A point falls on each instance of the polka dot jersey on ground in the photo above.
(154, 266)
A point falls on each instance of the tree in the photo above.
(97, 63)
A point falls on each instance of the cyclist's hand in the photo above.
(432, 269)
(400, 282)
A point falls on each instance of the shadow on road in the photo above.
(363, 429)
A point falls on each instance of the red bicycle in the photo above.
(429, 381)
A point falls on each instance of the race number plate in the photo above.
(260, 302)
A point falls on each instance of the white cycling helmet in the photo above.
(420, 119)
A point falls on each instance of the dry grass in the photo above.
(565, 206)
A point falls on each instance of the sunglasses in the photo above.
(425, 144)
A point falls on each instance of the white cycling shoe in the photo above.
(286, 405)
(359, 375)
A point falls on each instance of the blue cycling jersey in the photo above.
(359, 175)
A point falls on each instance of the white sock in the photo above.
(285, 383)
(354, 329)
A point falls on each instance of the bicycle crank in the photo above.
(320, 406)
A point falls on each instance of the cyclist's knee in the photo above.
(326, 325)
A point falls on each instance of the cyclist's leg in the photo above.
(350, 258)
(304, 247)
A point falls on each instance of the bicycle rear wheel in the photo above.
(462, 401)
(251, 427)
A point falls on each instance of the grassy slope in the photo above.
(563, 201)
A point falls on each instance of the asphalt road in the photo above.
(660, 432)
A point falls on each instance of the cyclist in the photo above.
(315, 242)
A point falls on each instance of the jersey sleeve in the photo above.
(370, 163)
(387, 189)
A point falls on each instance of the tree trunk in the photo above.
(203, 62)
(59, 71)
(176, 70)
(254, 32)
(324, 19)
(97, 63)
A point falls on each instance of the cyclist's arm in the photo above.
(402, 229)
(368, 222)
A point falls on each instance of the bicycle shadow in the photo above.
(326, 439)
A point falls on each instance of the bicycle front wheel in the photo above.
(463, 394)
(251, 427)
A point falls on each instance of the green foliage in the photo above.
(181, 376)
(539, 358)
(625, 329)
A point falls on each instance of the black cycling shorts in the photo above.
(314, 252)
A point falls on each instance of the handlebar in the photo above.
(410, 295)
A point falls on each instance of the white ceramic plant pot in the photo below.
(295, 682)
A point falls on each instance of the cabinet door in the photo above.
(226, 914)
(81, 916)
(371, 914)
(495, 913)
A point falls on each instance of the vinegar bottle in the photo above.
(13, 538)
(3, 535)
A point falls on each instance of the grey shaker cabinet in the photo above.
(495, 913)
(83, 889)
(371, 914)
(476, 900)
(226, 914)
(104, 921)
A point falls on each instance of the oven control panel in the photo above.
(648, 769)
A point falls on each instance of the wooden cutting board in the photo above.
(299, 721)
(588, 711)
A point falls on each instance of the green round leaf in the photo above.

------------------------

[Instructions for the task]
Word for word, restate all of the data shown above.

[Correct response]
A point falls on each instance of the polka dot jersey on ground in the photo above.
(154, 266)
A point falls on each instance of the tree in the photo above.
(97, 63)
A point falls on each instance of the cyclist's hand in the photo above.
(432, 269)
(400, 282)
A point falls on each instance of the shadow on road in the photo above.
(363, 429)
A point falls on each instance of the red bicycle in the photo above.
(429, 381)
A point falls on each instance of the race number plate in the photo above.
(260, 302)
A point falls on each instance of the white cycling helmet in the photo above.
(420, 119)
A point falls on each instance of the dry grass in the photo above.
(565, 206)
A point falls on each instance of the sunglasses in the photo above.
(425, 144)
A point falls on each instance of the white cycling shoe in the photo above.
(286, 405)
(359, 375)
A point falls on each instance of the blue cycling jersey in the photo above.
(359, 175)
A point falls on each instance of the white sock in the photo above.
(285, 383)
(354, 329)
A point falls on each instance of the bicycle crank in the photo above.
(320, 406)
A point falls on each instance of the cyclist's knee in the photo above.
(326, 325)
A point falls on each instance of the cyclist's leg in the photo above.
(350, 258)
(304, 247)
A point falls on each instance of the bicycle rear wheel in the photo above.
(462, 401)
(251, 427)
A point falls on each instance of the grassy slope in the photo above.
(563, 201)
A point falls on each instance of the asphalt road in the photo above.
(660, 432)
A point falls on each instance of the cyclist in the photo above.
(315, 242)
A point falls on each instance of the jersey sleeve in the photo above.
(370, 163)
(387, 189)
A point falls on each instance of the tree trunk in the photo above.
(203, 62)
(59, 71)
(176, 70)
(254, 32)
(324, 19)
(97, 63)
A point falls on each instance of the cyclist's arm in the photo above.
(402, 229)
(368, 222)
A point falls on each instance of the bicycle shadow in the photo above.
(326, 439)
A point falls on each instance of the bicycle front wheel in the photo above.
(463, 394)
(251, 427)
A point falls on each instance of the green foliage in the photo above.
(181, 376)
(539, 358)
(625, 329)
A point falls on each instance of the black cycling shorts in the photo above.
(314, 252)
A point falls on each instance of the handlebar in the photo above.
(410, 295)
A point falls on each instance of the white ceramic plant pot in the photo below.
(295, 682)
A point falls on each instance of the cabinet door in the photo above.
(226, 914)
(81, 916)
(371, 914)
(495, 913)
A point falls on each instance of the vinegar bottle in the photo above.
(13, 538)
(3, 535)
A point falls on each instance of the grey shaker cabinet in the photo above.
(495, 913)
(83, 889)
(371, 914)
(476, 900)
(226, 914)
(104, 921)
A point falls on each instance of the oven control panel in the photo above.
(648, 769)
A point falls on each instance of the wooden cutting board in the photo above.
(299, 721)
(588, 711)
A point falls on each instance of the green round leaf in the photo above.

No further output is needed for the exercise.